→ **Your assignment**
What you give back should match the entries below character for character.

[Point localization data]
───

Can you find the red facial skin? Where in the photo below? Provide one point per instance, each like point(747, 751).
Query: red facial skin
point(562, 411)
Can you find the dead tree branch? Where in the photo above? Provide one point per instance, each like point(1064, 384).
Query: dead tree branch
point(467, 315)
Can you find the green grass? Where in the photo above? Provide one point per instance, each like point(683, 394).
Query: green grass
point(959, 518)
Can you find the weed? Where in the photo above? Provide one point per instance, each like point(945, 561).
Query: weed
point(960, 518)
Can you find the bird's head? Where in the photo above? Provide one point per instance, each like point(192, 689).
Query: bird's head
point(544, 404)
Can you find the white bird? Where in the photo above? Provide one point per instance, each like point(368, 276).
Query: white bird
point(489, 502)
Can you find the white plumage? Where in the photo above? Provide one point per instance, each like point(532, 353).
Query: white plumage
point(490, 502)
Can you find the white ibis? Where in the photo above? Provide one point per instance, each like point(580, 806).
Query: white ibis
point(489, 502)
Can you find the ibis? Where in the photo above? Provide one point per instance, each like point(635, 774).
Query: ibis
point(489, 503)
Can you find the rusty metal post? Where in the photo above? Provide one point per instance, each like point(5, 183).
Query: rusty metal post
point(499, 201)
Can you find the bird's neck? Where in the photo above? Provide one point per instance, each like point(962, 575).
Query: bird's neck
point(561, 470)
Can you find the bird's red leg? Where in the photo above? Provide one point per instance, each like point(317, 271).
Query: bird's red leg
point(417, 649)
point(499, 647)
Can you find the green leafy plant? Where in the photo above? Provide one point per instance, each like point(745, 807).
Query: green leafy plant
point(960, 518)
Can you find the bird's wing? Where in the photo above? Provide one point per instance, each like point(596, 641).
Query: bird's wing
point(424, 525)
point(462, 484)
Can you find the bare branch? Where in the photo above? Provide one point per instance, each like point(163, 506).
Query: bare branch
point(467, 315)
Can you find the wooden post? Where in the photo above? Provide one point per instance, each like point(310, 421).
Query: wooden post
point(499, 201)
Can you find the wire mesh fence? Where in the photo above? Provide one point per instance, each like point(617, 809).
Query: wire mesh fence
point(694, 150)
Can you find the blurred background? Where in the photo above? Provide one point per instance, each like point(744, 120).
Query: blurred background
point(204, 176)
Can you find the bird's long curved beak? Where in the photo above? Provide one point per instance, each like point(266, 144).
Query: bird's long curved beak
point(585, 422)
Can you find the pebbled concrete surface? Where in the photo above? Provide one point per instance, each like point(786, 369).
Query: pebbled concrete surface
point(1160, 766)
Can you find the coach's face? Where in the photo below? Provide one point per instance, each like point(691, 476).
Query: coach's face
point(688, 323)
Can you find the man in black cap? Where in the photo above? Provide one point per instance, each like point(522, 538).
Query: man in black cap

───

→ **Your solution**
Can you find the red facial skin? Where in the photo below? Provide one point per instance, each like point(747, 751).
Query: red facial skin
point(562, 411)
Can you find the dead tree branch? Where in the photo above? Provide one point per instance, each like point(1064, 384).
Query: dead tree branch
point(467, 315)
Can you find the green grass? Where in the photo above? Provide one point per instance, each like point(683, 394).
Query: green grass
point(959, 518)
Can you find the weed? Where in the photo above? Provide one point per instance, each like point(945, 561).
Query: weed
point(960, 518)
Can you find the bird's head? Where in the photo above? Provide one point per instance, each like point(192, 689).
Query: bird's head
point(544, 404)
Can you find the white bird? Where in the photo above? Provide one point per instance, each like point(368, 276).
Query: white bird
point(489, 502)
Can you find the white plumage? Where in the photo above? Provide one point per instance, each like point(532, 353).
Query: white plumage
point(490, 502)
Can you find the white ibis? Where in the photo above? Provide one point per instance, each like point(580, 806).
Query: white ibis
point(489, 502)
Can you find the ibis? Where in the photo above? Provide one point per instance, each like point(635, 774).
Query: ibis
point(489, 503)
Can you find the rusty metal post? Where in the photo above? Provide one point per instance, each like point(5, 183).
Query: rusty metal post
point(499, 201)
Can you find the bird's neck? Where in the photo above? Provide one point per instance, each like point(962, 575).
Query: bird's neck
point(561, 470)
Can you find the bird's red leg? Where in the photo above? Provide one point per instance, each like point(317, 271).
Query: bird's red leg
point(417, 649)
point(499, 647)
Can you find the green leafy plant? Where in the photo above? Provide one point per instance, each like point(745, 807).
Query: green leafy plant
point(960, 518)
Can you find the bird's wing? Where in the photo above? Provide one point per instance, each like point(596, 641).
Query: bird's wing
point(424, 525)
point(462, 484)
Can you find the bare branch? Where in the photo above? Provide one point per instance, each like point(163, 506).
Query: bare branch
point(467, 315)
Can you find the wooden post? Where in the photo above? Provide one point per instance, each like point(310, 421).
Query: wooden post
point(499, 201)
Can you find the wire mesh fence? Where in the photo above? Provide one point per instance, each like point(617, 809).
Query: wire mesh fence
point(694, 150)
Can you find the blurred background? Where in the photo above? Provide one point per instance, each like point(744, 120).
Query: blurred background
point(204, 176)
Can you find the bird's long curved beak? Where in the photo above? Provide one point per instance, each like point(266, 144).
Query: bird's long curved beak
point(585, 422)
Can you find the pebbled concrete surface? Where in the photo above? Provide one point per instance, each like point(786, 369).
Query: pebbled concrete surface
point(1160, 766)
Can you find the coach's face? Where in the photo below? Provide one point per instance, each like point(691, 476).
Query: coach's face
point(688, 323)
Can you find the man in black cap? Where in the photo above? Provide one point per instance, each like point(522, 538).
Query: man in black cap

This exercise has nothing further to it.